▶ **REQUISITOS**
Copia las líneas del listado que empiezan en la que contiene "hair, that would help a great deal." y terminan en la que contiene "355 L 3 358", ambas incluidas, cambiando "blonde" por "brown" y sin tocar nada más.

+ + + + + + +

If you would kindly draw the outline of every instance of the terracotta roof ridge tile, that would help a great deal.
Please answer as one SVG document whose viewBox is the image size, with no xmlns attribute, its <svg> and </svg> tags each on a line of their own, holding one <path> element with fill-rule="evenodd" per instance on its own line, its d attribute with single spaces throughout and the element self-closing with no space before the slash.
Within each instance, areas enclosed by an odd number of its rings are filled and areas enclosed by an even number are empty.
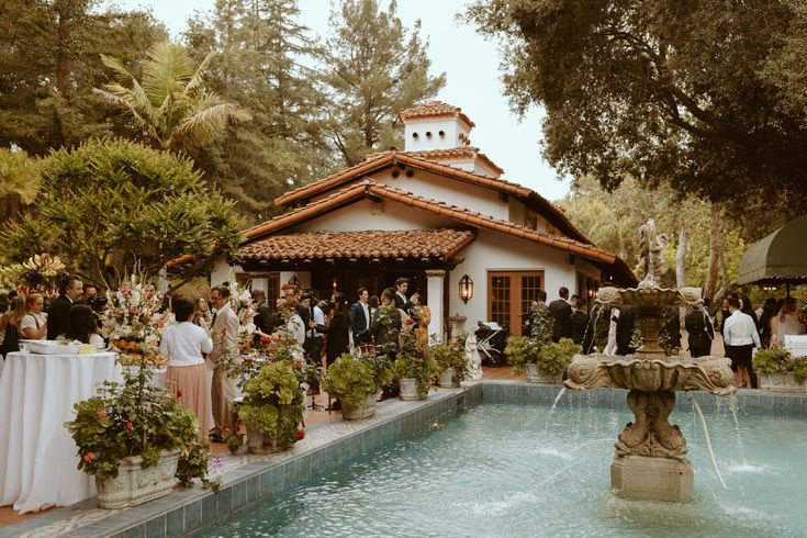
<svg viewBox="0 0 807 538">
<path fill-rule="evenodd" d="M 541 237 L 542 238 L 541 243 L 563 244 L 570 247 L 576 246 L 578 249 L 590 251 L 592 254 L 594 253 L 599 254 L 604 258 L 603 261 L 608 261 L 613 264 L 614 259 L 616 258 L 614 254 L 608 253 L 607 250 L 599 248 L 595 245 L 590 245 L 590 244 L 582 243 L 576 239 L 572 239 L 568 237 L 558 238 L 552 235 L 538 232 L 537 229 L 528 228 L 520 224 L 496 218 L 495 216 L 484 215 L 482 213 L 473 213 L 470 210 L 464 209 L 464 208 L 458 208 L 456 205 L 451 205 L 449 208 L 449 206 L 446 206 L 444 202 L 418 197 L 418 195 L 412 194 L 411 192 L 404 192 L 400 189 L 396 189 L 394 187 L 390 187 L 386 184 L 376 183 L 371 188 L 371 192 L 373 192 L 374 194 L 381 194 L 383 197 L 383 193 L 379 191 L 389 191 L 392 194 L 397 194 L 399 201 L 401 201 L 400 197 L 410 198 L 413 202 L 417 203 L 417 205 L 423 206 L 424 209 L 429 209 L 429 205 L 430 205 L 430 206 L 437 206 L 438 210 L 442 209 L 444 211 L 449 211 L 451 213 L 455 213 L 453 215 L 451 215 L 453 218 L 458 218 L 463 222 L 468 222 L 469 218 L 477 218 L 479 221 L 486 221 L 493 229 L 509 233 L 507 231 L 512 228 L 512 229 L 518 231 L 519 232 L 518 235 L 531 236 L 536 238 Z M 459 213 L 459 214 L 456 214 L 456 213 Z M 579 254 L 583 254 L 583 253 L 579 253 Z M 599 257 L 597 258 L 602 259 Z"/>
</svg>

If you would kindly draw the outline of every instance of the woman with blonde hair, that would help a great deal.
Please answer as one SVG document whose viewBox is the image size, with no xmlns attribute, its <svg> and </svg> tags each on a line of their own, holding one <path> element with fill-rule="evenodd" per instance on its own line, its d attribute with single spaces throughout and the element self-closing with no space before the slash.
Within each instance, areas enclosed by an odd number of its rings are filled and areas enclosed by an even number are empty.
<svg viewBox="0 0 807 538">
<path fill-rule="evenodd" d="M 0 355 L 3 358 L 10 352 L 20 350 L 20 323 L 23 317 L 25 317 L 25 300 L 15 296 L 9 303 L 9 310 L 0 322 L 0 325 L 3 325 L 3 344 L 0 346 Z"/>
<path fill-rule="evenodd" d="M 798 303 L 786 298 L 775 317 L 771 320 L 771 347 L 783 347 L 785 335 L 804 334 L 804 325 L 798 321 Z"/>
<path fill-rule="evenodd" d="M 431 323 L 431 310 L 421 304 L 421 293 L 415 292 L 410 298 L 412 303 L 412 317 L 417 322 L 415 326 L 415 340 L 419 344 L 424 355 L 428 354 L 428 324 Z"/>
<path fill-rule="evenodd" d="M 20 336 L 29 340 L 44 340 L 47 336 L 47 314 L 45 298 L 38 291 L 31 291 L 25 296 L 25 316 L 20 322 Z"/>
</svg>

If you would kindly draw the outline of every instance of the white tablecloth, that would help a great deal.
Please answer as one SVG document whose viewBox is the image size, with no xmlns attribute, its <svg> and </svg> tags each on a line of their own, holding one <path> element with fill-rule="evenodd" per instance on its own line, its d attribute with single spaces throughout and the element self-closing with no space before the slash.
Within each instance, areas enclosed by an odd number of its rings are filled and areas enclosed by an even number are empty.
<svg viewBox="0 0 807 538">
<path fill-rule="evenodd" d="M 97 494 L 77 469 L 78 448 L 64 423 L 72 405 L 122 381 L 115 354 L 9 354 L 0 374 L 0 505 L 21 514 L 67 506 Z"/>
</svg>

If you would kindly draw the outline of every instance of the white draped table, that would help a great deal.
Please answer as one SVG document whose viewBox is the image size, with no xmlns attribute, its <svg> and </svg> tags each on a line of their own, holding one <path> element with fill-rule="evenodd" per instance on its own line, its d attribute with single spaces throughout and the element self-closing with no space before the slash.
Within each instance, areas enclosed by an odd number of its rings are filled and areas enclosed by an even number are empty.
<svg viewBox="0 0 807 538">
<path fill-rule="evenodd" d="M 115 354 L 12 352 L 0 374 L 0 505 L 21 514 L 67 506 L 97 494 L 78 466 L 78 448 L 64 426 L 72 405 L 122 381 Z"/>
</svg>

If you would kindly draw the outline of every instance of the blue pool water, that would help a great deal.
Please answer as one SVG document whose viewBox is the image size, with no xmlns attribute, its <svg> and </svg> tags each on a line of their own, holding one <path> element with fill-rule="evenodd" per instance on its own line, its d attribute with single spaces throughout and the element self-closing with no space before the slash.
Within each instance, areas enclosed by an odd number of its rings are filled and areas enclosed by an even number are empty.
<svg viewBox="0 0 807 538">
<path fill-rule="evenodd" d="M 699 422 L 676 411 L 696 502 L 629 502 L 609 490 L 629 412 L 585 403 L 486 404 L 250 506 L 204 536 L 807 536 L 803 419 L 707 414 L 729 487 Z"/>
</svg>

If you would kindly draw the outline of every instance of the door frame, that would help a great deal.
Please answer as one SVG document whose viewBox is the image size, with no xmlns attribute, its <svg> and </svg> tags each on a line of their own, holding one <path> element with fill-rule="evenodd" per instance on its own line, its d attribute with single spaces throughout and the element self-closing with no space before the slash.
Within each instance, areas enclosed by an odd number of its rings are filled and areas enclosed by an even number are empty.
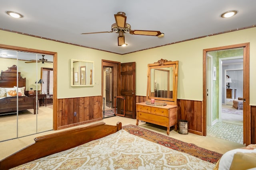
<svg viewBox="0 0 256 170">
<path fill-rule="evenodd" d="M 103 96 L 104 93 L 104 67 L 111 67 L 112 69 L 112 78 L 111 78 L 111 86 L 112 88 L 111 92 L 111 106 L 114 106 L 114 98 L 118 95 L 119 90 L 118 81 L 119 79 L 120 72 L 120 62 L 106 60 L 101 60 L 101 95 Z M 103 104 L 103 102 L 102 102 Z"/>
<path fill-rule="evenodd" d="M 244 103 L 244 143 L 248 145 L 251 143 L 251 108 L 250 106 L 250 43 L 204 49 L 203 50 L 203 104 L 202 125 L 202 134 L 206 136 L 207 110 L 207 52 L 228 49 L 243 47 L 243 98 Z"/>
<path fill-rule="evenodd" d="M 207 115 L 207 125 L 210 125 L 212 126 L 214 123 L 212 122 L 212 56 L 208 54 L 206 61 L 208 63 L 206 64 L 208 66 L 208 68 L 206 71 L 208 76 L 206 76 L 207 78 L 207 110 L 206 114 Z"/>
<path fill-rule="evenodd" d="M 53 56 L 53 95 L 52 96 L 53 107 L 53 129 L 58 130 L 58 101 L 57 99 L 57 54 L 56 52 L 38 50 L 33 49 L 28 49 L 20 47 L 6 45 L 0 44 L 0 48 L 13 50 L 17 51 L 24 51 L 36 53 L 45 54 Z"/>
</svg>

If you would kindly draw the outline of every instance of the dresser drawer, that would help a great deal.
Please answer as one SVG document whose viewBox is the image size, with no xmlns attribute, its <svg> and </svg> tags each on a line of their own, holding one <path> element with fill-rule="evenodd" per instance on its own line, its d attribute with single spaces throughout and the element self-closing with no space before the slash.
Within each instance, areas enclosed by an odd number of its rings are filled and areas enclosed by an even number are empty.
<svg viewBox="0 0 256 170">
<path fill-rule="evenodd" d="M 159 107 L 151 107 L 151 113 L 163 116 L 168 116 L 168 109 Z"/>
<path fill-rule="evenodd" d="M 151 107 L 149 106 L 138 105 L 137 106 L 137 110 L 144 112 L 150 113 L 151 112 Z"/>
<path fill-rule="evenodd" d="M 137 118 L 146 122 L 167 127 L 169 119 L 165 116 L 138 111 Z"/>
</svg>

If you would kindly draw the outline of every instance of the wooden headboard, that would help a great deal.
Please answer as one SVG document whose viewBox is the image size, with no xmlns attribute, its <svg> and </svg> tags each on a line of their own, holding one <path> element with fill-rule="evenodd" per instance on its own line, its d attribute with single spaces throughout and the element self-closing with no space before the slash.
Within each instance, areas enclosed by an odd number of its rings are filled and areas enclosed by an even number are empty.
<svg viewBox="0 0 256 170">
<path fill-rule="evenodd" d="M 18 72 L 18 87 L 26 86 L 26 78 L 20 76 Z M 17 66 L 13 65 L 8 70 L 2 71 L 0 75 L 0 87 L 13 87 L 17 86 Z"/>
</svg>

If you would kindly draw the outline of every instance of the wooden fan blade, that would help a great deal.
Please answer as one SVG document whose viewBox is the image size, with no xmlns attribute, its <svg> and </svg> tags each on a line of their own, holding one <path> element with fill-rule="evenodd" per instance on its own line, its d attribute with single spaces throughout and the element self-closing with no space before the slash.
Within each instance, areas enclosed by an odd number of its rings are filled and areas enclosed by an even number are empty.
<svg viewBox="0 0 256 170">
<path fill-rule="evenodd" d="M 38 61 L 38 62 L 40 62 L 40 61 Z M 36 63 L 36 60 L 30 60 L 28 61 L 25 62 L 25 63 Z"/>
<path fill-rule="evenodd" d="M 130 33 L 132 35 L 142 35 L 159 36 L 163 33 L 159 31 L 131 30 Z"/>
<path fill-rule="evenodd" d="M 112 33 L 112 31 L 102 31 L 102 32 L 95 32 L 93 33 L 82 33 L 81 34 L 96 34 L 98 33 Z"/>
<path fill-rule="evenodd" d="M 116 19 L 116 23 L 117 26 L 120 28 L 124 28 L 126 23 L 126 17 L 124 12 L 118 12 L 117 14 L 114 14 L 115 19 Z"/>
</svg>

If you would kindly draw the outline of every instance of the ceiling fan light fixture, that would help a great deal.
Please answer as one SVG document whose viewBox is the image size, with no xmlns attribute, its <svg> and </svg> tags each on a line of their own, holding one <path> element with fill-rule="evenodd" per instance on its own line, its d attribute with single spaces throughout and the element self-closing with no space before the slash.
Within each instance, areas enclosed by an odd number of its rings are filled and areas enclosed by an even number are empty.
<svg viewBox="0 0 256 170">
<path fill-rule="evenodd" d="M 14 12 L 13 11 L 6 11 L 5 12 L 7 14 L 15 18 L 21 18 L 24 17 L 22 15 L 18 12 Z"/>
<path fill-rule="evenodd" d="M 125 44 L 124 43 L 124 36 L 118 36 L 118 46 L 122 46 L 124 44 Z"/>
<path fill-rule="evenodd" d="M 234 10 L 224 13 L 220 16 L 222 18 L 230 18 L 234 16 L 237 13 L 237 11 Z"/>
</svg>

+ + + + + + +

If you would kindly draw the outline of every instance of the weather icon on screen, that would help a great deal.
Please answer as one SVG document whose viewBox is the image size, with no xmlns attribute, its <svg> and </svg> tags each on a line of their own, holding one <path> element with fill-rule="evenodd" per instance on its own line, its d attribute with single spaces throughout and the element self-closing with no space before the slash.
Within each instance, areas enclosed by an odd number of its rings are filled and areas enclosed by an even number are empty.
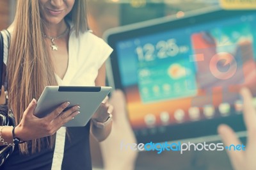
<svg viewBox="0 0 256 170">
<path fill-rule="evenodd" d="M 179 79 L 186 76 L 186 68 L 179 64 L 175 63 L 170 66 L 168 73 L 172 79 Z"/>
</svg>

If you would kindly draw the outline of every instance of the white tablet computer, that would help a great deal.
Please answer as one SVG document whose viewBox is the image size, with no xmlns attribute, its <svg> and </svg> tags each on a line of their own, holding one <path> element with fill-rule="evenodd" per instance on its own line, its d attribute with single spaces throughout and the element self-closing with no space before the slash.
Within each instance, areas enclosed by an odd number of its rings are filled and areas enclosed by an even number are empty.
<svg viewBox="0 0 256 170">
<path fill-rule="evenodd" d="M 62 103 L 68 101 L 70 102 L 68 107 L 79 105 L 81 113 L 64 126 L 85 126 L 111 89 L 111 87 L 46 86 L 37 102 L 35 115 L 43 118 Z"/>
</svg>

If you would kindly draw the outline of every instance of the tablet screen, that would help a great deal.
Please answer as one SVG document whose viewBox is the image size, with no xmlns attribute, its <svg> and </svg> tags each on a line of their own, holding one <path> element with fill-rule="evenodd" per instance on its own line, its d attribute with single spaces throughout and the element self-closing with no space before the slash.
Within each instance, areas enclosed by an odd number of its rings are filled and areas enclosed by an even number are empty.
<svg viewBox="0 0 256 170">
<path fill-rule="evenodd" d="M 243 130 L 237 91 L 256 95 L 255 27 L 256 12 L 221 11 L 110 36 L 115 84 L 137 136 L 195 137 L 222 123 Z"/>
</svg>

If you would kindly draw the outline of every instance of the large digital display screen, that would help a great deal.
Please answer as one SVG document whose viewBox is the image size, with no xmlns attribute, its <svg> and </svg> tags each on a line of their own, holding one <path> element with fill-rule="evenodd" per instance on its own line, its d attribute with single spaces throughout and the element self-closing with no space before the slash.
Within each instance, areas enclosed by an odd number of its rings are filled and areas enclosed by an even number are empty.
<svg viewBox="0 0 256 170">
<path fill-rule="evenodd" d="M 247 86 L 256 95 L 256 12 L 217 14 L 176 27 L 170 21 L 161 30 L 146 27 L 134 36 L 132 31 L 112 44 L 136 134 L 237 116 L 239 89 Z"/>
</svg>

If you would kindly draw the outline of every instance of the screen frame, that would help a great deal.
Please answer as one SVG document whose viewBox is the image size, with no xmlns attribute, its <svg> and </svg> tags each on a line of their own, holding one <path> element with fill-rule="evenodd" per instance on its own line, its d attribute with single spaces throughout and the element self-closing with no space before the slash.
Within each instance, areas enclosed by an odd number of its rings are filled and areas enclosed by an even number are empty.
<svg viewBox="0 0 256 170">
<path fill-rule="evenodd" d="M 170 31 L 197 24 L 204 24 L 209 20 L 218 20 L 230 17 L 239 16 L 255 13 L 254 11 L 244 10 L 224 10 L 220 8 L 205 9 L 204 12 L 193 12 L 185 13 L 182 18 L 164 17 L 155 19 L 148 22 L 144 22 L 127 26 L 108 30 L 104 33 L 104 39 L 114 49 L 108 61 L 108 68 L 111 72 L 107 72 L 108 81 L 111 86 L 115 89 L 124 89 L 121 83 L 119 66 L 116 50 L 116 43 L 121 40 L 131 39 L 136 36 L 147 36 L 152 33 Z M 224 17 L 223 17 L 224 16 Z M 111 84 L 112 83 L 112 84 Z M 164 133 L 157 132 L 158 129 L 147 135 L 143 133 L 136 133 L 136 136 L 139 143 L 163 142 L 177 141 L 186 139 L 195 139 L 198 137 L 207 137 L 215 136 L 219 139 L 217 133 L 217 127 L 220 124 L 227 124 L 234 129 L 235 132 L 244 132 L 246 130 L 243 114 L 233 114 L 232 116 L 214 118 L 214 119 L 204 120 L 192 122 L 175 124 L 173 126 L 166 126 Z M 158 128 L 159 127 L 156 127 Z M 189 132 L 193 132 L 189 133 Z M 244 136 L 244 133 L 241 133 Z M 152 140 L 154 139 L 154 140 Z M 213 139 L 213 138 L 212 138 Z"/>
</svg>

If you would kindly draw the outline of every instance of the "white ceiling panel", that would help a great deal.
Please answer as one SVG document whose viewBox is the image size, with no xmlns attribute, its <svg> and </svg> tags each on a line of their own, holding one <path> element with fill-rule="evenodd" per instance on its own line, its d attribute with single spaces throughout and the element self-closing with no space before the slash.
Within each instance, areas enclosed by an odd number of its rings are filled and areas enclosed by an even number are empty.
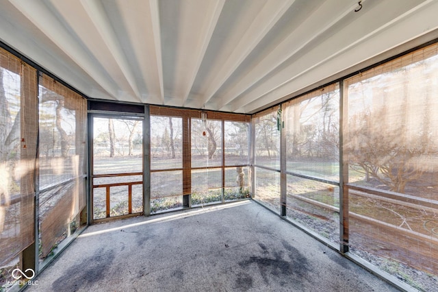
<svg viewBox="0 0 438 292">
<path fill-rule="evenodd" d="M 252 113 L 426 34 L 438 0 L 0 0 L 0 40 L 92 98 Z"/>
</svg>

+ + + + + + +

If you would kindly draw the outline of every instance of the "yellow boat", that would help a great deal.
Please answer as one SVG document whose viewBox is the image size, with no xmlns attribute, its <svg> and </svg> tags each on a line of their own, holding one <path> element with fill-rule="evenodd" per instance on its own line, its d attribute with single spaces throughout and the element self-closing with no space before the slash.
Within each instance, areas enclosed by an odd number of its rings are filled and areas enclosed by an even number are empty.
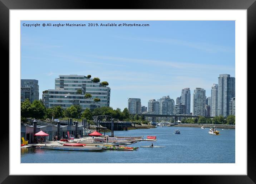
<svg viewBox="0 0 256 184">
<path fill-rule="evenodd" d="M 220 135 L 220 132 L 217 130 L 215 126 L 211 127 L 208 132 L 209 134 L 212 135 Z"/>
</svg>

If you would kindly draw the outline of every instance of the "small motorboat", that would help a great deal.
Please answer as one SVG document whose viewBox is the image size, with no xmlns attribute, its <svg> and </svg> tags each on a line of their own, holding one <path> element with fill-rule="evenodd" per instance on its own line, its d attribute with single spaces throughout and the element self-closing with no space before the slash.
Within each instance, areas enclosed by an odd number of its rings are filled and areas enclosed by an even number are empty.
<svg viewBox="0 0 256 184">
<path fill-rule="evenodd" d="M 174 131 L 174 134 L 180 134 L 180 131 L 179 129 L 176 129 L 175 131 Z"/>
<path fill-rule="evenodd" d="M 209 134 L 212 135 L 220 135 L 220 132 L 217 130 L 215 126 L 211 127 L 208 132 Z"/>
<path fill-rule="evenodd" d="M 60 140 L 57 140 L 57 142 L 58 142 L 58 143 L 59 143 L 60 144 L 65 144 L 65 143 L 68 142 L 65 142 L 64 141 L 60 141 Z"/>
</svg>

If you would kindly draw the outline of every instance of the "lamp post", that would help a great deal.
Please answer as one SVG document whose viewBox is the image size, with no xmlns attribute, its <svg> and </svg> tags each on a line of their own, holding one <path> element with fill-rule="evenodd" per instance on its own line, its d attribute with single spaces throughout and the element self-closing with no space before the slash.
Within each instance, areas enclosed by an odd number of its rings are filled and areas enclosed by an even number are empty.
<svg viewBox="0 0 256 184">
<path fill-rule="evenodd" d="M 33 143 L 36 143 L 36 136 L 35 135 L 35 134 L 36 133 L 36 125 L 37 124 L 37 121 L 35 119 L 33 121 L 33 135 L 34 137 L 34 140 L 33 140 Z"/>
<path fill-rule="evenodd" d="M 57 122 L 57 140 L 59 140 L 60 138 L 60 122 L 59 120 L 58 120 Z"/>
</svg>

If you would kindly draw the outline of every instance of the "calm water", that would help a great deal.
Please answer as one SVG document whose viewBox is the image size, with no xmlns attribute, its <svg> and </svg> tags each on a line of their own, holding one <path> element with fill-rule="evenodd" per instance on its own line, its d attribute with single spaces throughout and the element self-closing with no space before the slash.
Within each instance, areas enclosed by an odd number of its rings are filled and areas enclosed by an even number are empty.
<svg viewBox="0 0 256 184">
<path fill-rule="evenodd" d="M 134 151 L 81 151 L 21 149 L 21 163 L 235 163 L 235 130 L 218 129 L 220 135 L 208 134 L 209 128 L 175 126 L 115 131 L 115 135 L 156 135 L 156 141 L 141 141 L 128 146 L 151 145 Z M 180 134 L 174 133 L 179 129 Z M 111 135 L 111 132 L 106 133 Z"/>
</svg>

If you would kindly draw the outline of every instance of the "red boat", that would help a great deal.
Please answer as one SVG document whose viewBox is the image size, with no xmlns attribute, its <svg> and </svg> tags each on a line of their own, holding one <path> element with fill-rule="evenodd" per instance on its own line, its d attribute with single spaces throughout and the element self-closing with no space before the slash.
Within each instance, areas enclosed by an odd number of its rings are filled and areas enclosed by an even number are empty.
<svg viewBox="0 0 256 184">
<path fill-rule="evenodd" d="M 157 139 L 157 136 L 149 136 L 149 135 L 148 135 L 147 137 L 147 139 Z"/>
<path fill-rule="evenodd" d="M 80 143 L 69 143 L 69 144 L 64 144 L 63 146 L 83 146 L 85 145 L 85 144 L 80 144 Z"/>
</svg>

+ + + + + + +

▶ **RESPUESTA**
If you would kindly draw the outline of every instance of the woman with brown hair, that would help a great deal.
Please answer as one SVG document whose viewBox is the image size, with no xmlns attribute, its <svg> and </svg> tags each on a line of their own, holding one <path> element with fill-rule="evenodd" per instance on its own line, its d attribute with single spaces throughout and the element self-closing with no space before the slash.
Within each instance, areas enclosed by an odd number of its rings are filled and areas enclosed by an even number are empty.
<svg viewBox="0 0 807 538">
<path fill-rule="evenodd" d="M 0 355 L 3 358 L 10 352 L 20 350 L 20 323 L 23 317 L 25 317 L 25 300 L 15 296 L 9 303 L 9 310 L 0 322 L 0 325 L 3 325 L 3 344 L 0 346 Z"/>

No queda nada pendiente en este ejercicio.